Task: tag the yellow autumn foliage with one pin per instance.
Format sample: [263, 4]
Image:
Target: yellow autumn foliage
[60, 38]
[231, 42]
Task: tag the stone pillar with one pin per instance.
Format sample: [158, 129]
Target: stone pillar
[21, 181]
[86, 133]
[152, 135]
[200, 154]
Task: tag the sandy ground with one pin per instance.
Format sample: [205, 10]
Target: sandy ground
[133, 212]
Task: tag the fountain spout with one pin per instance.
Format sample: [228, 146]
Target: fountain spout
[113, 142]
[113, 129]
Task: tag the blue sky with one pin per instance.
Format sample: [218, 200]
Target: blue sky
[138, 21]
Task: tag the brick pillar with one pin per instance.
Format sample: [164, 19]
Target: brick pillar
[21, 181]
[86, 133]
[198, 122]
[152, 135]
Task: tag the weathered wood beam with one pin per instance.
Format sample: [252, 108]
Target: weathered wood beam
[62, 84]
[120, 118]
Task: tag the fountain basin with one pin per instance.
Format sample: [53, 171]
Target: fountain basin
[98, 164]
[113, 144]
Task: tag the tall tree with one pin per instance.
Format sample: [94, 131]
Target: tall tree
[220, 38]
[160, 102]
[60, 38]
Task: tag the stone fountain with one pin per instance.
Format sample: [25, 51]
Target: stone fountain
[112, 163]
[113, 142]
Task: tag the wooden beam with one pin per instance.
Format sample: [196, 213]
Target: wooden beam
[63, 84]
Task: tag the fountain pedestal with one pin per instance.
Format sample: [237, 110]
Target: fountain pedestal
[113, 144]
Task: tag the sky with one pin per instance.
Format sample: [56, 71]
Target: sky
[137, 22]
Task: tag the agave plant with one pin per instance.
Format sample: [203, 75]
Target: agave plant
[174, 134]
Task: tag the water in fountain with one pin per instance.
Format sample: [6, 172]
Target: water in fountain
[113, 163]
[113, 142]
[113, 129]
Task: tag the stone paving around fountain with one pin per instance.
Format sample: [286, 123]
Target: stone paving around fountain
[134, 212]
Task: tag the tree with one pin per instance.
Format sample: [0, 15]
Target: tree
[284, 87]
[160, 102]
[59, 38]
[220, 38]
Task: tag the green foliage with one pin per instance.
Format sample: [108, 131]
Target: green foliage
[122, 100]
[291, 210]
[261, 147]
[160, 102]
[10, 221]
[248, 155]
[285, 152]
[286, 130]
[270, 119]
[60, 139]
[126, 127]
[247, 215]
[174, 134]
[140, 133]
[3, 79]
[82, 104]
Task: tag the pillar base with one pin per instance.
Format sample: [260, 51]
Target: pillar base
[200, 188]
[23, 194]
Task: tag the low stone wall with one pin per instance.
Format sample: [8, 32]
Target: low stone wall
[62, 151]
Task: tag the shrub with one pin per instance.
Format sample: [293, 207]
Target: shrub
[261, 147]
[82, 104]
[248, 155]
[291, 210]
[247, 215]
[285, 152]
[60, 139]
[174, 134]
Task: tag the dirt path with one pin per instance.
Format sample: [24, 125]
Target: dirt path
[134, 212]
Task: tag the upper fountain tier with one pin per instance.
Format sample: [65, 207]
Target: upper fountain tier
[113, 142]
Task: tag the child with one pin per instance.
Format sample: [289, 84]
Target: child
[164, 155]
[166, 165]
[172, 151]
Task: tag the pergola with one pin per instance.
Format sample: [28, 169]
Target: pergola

- - -

> _Problem description_
Exact copies of all the records are required.

> _Task solution_
Task: tag the yellow autumn foliage with one pin per instance.
Format sample: [263, 4]
Image:
Target: yellow autumn foliage
[60, 38]
[231, 42]
Task: tag the stone pillar with one pin per instance.
Format sample: [158, 129]
Target: stone pillar
[21, 181]
[86, 133]
[152, 135]
[200, 154]
Task: tag the sandy ground with one pin per instance.
Format sample: [205, 10]
Target: sandy ground
[133, 212]
Task: tag the fountain spout with one pin per instance.
Format sample: [228, 146]
Target: fountain spout
[113, 142]
[113, 129]
Task: tag the blue sky with one pin per instance.
Format sample: [218, 200]
Target: blue sky
[138, 21]
Task: tag the brick pillar with one pin per instance.
Format sample: [164, 19]
Target: brick pillar
[21, 181]
[86, 133]
[198, 122]
[152, 135]
Task: tag the weathered wood beam with one pin per instance.
Format sample: [252, 108]
Target: weathered wood beam
[62, 84]
[120, 118]
Task: tag the fountain basin with one pin per instance.
Format sample: [53, 171]
Target: fountain basin
[98, 164]
[113, 144]
Task: tag the tall tree with one pin per instance.
Format sample: [94, 131]
Target: tall tree
[220, 38]
[160, 102]
[60, 38]
Task: tag the stone fountain with one pin per instance.
Format sample: [25, 51]
Target: stone fountain
[112, 163]
[113, 142]
Task: tag the wooden beam with one pin per instance.
Format sample: [196, 213]
Target: wooden beam
[63, 84]
Task: tag the fountain pedestal with one pin per instance.
Format sample: [237, 110]
Target: fountain pedestal
[113, 144]
Task: tag the sky with one pin per instance.
Format sample: [56, 71]
Target: sky
[137, 22]
Task: tag the agave plant with one pin per instance.
Format sample: [203, 75]
Target: agave plant
[174, 134]
Task: tag the water in fountain with one pin per instance.
Format sample: [6, 172]
Target: water in fountain
[113, 163]
[113, 142]
[113, 129]
Task: tag the stone paving around fountain with one pin per instance.
Format sample: [286, 123]
Target: stone paving around fountain
[134, 212]
Task: tag the tree with one pin per instance.
Format sample: [0, 15]
Target: tree
[284, 87]
[160, 102]
[59, 38]
[220, 38]
Task: tag the green foliage with one pin per instance.
Format sample: [108, 131]
Target: green foliage
[122, 100]
[291, 210]
[261, 147]
[160, 102]
[10, 221]
[248, 155]
[285, 152]
[286, 130]
[270, 119]
[60, 139]
[126, 127]
[247, 215]
[174, 134]
[140, 133]
[3, 79]
[82, 104]
Task: tag the pillar base with one pin per instance.
Format sample: [260, 51]
Target: pillar base
[200, 188]
[23, 194]
Task: tag the low stone wall with one pin per instance.
Format sample: [8, 32]
Target: low stone wall
[62, 151]
Task: tag the shrub with one pin per instance.
Format sample: [293, 207]
Target: shrub
[261, 147]
[82, 104]
[248, 155]
[291, 210]
[247, 215]
[285, 152]
[60, 139]
[174, 134]
Task: tag the dirt path with one pin per instance.
Format sample: [24, 125]
Target: dirt path
[134, 212]
Task: tag the upper fountain tier with one pin per instance.
Format sample: [65, 207]
Target: upper fountain tier
[113, 142]
Task: tag the child with one pin per instance.
Format sample: [289, 84]
Target: child
[164, 155]
[166, 165]
[172, 151]
Task: tag the pergola with one pin per instance.
Format sample: [28, 169]
Target: pergola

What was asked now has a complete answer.